---------- Records supplied ----------

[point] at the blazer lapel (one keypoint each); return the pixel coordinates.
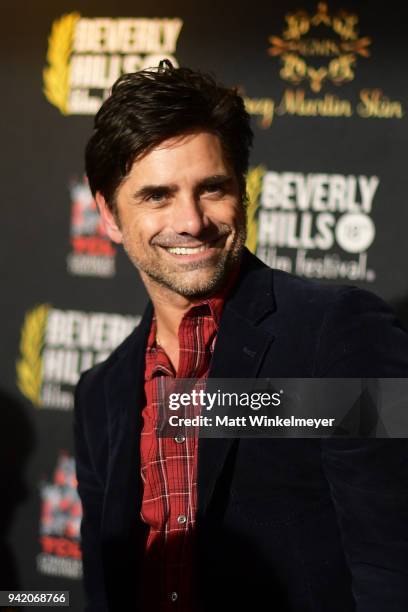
(239, 351)
(124, 389)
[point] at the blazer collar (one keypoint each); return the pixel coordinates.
(241, 345)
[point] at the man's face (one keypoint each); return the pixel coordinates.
(180, 215)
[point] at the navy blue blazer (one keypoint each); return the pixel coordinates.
(286, 525)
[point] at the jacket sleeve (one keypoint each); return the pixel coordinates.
(368, 478)
(90, 490)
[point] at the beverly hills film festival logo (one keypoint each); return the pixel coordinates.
(61, 513)
(92, 253)
(314, 225)
(319, 51)
(57, 345)
(87, 55)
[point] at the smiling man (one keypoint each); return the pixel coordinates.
(194, 524)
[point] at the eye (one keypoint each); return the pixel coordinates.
(215, 188)
(156, 197)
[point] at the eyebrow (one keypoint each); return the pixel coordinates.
(163, 189)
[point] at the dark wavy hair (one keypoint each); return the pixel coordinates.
(147, 107)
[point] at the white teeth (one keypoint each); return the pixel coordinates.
(187, 250)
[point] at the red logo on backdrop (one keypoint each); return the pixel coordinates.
(92, 252)
(60, 521)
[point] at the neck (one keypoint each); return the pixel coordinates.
(169, 307)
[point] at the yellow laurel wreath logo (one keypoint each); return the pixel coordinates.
(29, 366)
(56, 76)
(294, 46)
(254, 185)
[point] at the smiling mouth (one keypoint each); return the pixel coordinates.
(186, 250)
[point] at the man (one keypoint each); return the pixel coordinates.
(188, 524)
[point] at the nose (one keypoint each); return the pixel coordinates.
(188, 216)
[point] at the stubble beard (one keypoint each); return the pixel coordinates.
(185, 282)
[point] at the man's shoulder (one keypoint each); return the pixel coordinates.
(92, 380)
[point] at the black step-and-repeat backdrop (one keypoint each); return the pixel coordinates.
(325, 84)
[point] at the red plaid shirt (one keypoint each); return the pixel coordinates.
(169, 465)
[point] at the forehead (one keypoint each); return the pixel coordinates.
(188, 157)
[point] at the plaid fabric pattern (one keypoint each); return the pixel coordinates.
(169, 465)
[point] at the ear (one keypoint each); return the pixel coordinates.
(108, 218)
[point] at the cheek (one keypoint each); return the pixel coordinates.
(144, 226)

----------

**What to do**
Write out, word for word, the lines from the one containing "[point] at the red plaid" through the end of the records, with no other lines.

**Reply**
[point] at the red plaid shirt (one keypoint each); return the pixel coordinates.
(169, 465)
[point] at the forehead (one keypoint each); return the pixel coordinates.
(188, 157)
[point] at the plaid fabric pattern (one keypoint each); return the pixel coordinates.
(169, 465)
[point] at the ear (one keypoint each); return the pixel coordinates.
(108, 218)
[point] at the cheek (one keypoint each); return the pixel coordinates.
(144, 226)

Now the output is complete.